## begin

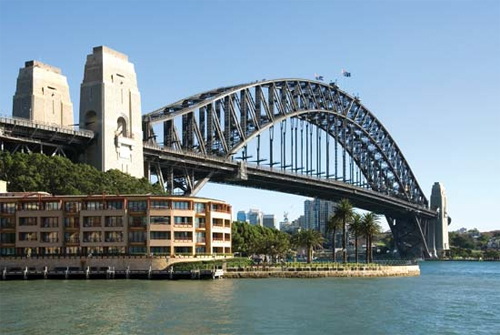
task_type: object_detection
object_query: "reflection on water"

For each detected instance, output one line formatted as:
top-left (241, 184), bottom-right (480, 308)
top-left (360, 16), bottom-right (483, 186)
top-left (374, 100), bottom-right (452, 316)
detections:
top-left (0, 262), bottom-right (500, 335)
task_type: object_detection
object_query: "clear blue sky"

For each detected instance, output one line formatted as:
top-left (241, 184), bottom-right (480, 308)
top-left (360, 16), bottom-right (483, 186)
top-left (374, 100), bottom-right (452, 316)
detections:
top-left (0, 0), bottom-right (500, 230)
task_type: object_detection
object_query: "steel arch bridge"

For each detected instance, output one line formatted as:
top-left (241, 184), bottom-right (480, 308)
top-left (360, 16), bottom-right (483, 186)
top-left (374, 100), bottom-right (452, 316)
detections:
top-left (143, 79), bottom-right (437, 257)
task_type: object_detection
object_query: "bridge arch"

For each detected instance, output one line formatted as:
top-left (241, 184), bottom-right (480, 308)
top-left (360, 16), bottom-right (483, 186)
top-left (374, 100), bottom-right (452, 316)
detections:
top-left (143, 79), bottom-right (428, 207)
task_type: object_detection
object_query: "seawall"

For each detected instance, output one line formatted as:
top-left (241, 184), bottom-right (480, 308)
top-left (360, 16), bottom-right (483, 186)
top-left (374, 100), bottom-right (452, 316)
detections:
top-left (224, 265), bottom-right (420, 278)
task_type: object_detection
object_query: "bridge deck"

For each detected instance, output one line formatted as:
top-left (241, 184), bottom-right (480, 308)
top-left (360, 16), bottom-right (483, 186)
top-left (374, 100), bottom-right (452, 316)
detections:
top-left (144, 144), bottom-right (437, 218)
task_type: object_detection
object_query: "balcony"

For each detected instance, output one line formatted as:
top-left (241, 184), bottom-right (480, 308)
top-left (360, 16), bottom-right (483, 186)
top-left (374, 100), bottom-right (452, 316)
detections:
top-left (106, 237), bottom-right (123, 243)
top-left (174, 237), bottom-right (193, 243)
top-left (41, 237), bottom-right (59, 243)
top-left (83, 237), bottom-right (102, 243)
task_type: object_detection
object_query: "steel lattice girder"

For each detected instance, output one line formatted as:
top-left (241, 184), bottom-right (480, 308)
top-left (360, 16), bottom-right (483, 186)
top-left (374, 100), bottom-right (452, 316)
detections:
top-left (143, 79), bottom-right (428, 207)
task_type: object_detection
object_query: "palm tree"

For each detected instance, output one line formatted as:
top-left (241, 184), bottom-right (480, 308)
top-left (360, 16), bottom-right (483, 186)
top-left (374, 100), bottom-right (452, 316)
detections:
top-left (349, 213), bottom-right (363, 263)
top-left (293, 229), bottom-right (324, 263)
top-left (326, 215), bottom-right (342, 263)
top-left (361, 213), bottom-right (381, 263)
top-left (333, 199), bottom-right (353, 263)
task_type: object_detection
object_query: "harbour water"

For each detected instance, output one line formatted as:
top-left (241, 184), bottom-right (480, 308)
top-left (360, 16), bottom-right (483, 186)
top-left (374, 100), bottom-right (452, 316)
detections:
top-left (0, 262), bottom-right (500, 335)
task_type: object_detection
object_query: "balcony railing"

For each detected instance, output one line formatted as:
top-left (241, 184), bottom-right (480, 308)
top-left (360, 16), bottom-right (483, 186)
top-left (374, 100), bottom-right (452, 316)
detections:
top-left (42, 237), bottom-right (59, 243)
top-left (83, 222), bottom-right (102, 228)
top-left (174, 223), bottom-right (193, 228)
top-left (83, 237), bottom-right (102, 243)
top-left (106, 238), bottom-right (123, 242)
top-left (0, 223), bottom-right (16, 229)
top-left (174, 238), bottom-right (193, 243)
top-left (19, 237), bottom-right (38, 242)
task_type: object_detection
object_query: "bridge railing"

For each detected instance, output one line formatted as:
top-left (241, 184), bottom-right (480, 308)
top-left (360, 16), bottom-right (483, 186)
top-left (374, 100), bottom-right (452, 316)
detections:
top-left (144, 143), bottom-right (408, 202)
top-left (0, 115), bottom-right (94, 138)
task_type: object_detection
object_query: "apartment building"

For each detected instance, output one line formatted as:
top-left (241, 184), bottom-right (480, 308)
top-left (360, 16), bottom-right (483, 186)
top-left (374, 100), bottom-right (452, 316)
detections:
top-left (0, 192), bottom-right (232, 256)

## end

Task directions:
Copy word for word the part of the listing that opens at its first line and closes with the line containing "top-left (143, 79), bottom-right (437, 257)", including both of those lines. Leave the pictures out.

Response to this exercise:
task_type: object_detection
object_query: "reflection on water"

For each detected instance, output one line formatted as:
top-left (241, 184), bottom-right (480, 308)
top-left (360, 16), bottom-right (483, 186)
top-left (374, 100), bottom-right (452, 316)
detections:
top-left (0, 262), bottom-right (500, 335)
task_type: object_detection
object_query: "clear blue sky"

For each detected instance, output one line formatted as:
top-left (241, 184), bottom-right (480, 308)
top-left (360, 16), bottom-right (483, 186)
top-left (374, 100), bottom-right (452, 316)
detections:
top-left (0, 0), bottom-right (500, 230)
task_type: object_detection
object_query: "steel arch bridge"

For each detected instance, output one line formatted as:
top-left (241, 184), bottom-right (480, 308)
top-left (360, 16), bottom-right (483, 186)
top-left (374, 100), bottom-right (452, 316)
detections:
top-left (143, 79), bottom-right (437, 257)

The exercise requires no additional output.